* [The data]:
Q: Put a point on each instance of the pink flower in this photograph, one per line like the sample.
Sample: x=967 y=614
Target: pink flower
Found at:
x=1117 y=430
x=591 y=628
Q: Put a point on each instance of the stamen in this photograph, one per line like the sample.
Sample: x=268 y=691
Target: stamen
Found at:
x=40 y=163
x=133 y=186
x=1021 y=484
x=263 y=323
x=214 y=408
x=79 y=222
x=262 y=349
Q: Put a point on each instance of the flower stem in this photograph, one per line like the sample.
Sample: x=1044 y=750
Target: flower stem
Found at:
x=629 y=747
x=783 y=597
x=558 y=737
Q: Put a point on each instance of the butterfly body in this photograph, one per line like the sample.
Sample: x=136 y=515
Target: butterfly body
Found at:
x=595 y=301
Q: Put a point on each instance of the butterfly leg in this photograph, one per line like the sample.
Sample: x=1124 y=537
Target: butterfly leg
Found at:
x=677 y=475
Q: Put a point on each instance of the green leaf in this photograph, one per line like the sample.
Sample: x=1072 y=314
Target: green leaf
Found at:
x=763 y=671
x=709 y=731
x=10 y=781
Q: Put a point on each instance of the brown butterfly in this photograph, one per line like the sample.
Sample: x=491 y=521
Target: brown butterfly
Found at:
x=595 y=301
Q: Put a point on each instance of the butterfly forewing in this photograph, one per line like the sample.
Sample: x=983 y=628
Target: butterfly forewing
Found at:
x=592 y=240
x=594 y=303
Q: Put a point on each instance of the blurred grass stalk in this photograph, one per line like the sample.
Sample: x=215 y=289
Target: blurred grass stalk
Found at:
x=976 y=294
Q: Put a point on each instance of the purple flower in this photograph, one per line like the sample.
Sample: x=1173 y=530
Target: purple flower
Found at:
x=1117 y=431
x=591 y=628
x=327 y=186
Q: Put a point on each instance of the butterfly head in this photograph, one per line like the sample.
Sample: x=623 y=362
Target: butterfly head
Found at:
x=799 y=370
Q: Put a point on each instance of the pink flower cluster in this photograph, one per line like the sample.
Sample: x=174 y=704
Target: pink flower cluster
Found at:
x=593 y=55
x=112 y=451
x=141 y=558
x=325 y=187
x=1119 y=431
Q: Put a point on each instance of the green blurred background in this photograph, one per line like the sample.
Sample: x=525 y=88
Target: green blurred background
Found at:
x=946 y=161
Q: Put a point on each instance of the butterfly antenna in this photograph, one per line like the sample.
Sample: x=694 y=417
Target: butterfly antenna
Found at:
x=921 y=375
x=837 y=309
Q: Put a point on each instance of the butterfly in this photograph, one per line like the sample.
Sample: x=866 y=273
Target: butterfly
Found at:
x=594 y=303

* [Work to complete]:
Rewrite the records from the line with "Q: Put a point on each instance of the green leaf" through the end of the records, requests included, and increase every x and y coordinate in the answers by 37.

* [Result for this task]:
Q: Put a point on each instance of the green leaf in this photograph, one per line like the sample.
Sample: x=1072 y=314
Target: green leaf
Found at:
x=800 y=708
x=746 y=768
x=47 y=818
Q: Put a point on each instance of the brown butterfly in this photograph, one per line like the sample.
Sample: x=491 y=521
Target: brown butterfly
Found at:
x=632 y=338
Q: Put a point on each instance of the butterfly forewing in this photograph, one per line like the sample.
Sample: x=983 y=628
Target: butterfly forewing
Found at:
x=629 y=277
x=631 y=340
Q: Put a point on each instance of the blurred grass stalk in this photograph, one per line like the sample.
Sample: x=215 y=289
Target: blurred grass stalk
Found at:
x=1013 y=331
Q: Put a point on each instance of the purple flower in this photograph, one per line like the sample.
Sample: x=1173 y=530
Target: purple flower
Found at:
x=1154 y=468
x=628 y=665
x=364 y=223
Q: Put a point on each instance of the butterfly head in this photograph, one per line like the sample.
Sample: x=623 y=362
Target: butterfly head
Found at:
x=836 y=407
Q: Put a point on each instance of the pink flower cluster in this photograph, one per line like the sample.
Sample: x=174 y=704
Target: pink flower cluster
Found at:
x=630 y=92
x=149 y=488
x=178 y=595
x=362 y=224
x=1156 y=468
Q: Put a point on each instance of the green blurred background in this photograph, one per line like the sample.
Sample: x=525 y=88
Target: green blurred background
Found at:
x=983 y=198
Q: Put a point on each instance of the butterfly antenna in this photograph, one per line like the sample.
Sample: x=694 y=417
Target: butterfly antenna
Found at:
x=958 y=412
x=874 y=346
Q: Put a point on each instance of the butterfly in this photograph, one per line like the sample.
Sample: x=866 y=273
Target: butterfly
Found at:
x=631 y=340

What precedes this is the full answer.